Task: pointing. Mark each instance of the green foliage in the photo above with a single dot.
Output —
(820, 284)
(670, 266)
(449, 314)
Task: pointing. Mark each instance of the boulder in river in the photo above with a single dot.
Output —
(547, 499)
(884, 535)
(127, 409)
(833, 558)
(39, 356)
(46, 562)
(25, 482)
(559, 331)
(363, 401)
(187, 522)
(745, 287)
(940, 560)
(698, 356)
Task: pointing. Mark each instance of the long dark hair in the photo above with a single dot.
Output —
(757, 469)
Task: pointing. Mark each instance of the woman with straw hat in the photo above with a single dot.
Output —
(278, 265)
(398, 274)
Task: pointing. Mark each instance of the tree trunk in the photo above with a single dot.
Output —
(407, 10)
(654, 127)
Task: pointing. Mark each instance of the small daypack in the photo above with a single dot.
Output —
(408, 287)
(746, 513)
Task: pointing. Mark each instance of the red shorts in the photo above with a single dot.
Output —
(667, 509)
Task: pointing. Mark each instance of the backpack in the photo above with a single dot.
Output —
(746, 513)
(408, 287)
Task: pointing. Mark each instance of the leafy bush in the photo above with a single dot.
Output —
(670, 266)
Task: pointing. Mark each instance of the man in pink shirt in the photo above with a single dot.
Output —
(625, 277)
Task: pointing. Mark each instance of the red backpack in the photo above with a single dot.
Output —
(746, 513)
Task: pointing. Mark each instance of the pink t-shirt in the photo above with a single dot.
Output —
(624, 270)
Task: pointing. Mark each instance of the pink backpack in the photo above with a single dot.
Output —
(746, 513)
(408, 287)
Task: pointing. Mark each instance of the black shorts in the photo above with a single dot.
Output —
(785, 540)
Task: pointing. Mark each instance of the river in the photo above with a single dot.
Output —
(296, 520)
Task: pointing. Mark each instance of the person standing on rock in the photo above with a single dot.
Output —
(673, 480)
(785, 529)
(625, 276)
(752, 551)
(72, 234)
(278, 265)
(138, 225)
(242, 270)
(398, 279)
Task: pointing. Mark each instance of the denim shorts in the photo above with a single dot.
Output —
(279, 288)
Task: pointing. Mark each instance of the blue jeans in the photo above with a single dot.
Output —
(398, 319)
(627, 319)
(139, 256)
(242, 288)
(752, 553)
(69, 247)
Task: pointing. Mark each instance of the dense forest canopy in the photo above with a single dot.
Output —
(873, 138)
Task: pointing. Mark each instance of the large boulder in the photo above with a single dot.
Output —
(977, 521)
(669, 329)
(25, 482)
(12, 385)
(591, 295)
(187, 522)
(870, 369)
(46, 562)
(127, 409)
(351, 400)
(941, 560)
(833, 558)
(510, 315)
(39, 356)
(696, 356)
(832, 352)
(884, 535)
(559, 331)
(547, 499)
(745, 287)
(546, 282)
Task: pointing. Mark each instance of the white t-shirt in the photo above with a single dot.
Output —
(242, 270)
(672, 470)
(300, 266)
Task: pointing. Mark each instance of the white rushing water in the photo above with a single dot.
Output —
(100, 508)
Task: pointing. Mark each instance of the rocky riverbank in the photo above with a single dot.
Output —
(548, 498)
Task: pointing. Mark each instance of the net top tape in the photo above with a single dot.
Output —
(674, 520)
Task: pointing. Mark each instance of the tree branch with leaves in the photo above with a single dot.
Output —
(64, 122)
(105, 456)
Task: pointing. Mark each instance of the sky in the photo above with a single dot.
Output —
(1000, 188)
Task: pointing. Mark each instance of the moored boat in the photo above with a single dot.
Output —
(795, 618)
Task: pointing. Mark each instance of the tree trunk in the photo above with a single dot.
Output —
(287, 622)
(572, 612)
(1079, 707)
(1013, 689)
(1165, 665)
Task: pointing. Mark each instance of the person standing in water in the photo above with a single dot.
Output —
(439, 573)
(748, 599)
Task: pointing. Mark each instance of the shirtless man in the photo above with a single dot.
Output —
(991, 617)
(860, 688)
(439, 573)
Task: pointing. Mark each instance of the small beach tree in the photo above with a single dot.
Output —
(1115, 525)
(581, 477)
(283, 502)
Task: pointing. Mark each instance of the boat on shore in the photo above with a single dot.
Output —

* * *

* [Goal of the exercise]
Reproduce every one of the records above word for word, with nothing changed.

* [Task output]
Task: pointing. Mark each instance of the green foliage in the photo above with a single dot.
Output —
(820, 284)
(670, 266)
(449, 314)
Task: pointing. Mark each instance of the boulder in river in the photo above with a single dot.
Output —
(547, 499)
(884, 535)
(127, 409)
(833, 558)
(39, 356)
(46, 562)
(25, 482)
(559, 331)
(363, 401)
(187, 522)
(745, 287)
(940, 560)
(698, 356)
Task: pointing. Mark each instance of the long dark hair in the photo above with a single dot.
Output —
(757, 469)
Task: pointing. Mark each instance of the woman with straw hat in the photo above with a single dot.
Output —
(278, 265)
(398, 274)
Task: pointing. Mark each instance of the tree trunk in the photo above with a single dot.
Output —
(407, 10)
(654, 127)
Task: pointing. Mark each instance of the small daypack in the photo above with a single dot.
Output —
(408, 287)
(746, 513)
Task: pointing. Mark each instance of the red shorts in the photo above with a single dot.
Output —
(667, 509)
Task: pointing. Mark each instance of the backpack in the photo above with a single dot.
Output —
(746, 513)
(408, 287)
Task: pointing. Mark each instance of the leafy bush in the photo above with a single dot.
Output —
(670, 266)
Task: pointing. Mark each instance of the man in pink shirt in the photo above with a single dot.
Output —
(625, 277)
Task: pointing. Mark each instance of the red backpack in the photo above with a single dot.
Output —
(746, 513)
Task: pointing. Mark each instance of the pink t-shirt in the photo above with a single dot.
Output —
(624, 270)
Task: pointing. Mark each instance of the pink backpack in the photo above with a single dot.
Output —
(746, 513)
(408, 287)
Task: pointing. Mark each instance of the black shorts in the photo above with a single dot.
Output —
(785, 540)
Task: pointing. Mark each instance of the river in the photo above with a single dot.
Output —
(296, 520)
Task: pointing. Mark each instance of the person standing on rock in the photo above with a single dot.
Output —
(673, 480)
(785, 529)
(625, 276)
(752, 551)
(72, 234)
(278, 265)
(138, 225)
(242, 270)
(398, 279)
Task: pointing. Mark each instance of the denim shorts in the photo above with a single dot.
Output —
(279, 288)
Task: pointing. Mark each instance of the blue jeans in the photo above with a single dot.
Output —
(398, 319)
(627, 319)
(139, 256)
(242, 288)
(752, 553)
(69, 247)
Task: pointing. Mark each instance of the dense forest canopy in the photo above with a single dot.
Output —
(873, 138)
Task: pointing. Mark each instance of the large boulder in the photo above with a single dot.
Output —
(977, 521)
(669, 329)
(25, 482)
(12, 385)
(591, 295)
(187, 522)
(870, 369)
(46, 562)
(127, 409)
(351, 400)
(941, 560)
(833, 558)
(510, 315)
(39, 356)
(696, 356)
(832, 352)
(884, 535)
(559, 331)
(547, 499)
(745, 287)
(546, 282)
Task: pointing. Mark each instance of the white t-shirt in the photo above with a single dot.
Output —
(242, 270)
(672, 470)
(300, 266)
Task: pointing. Mark each instance of the white rushing water in the photo above with a single dot.
Output —
(100, 508)
Task: pointing. Mark each instance of the rocky riverbank in the photo above with a single dot.
Output —
(548, 498)
Task: pointing. Mark each instance of the net top tape in the photo above with a single dot.
Output —
(674, 520)
Task: pointing. Mark each instance of the tree branch with leaves in the photo above with a single dot.
Output —
(64, 122)
(105, 456)
Task: pointing. Mark each instance of the sky in the photo above with a single dot.
Output —
(1000, 188)
Task: pointing. Mark each instance of the moored boat in the photo above with a single dot.
Output —
(795, 618)
Task: pointing. Mark each instance of the tree trunk in the photo above with a single dot.
Output —
(287, 622)
(572, 612)
(1079, 707)
(1013, 689)
(1165, 665)
Task: pointing. Mark each instance of the person standing in water in the photo above with a single dot.
Output —
(439, 573)
(748, 599)
Task: pointing. Mark each instance of the shirtless man in the photo above with a single dot.
Output —
(991, 617)
(860, 688)
(439, 573)
Task: pointing. Mark each instance of the small beach tree in the photo above with a single dot.
Output —
(1115, 525)
(581, 477)
(283, 502)
Task: pointing. Mark each instance of the boat on shore in the photo above with a single dot.
Output —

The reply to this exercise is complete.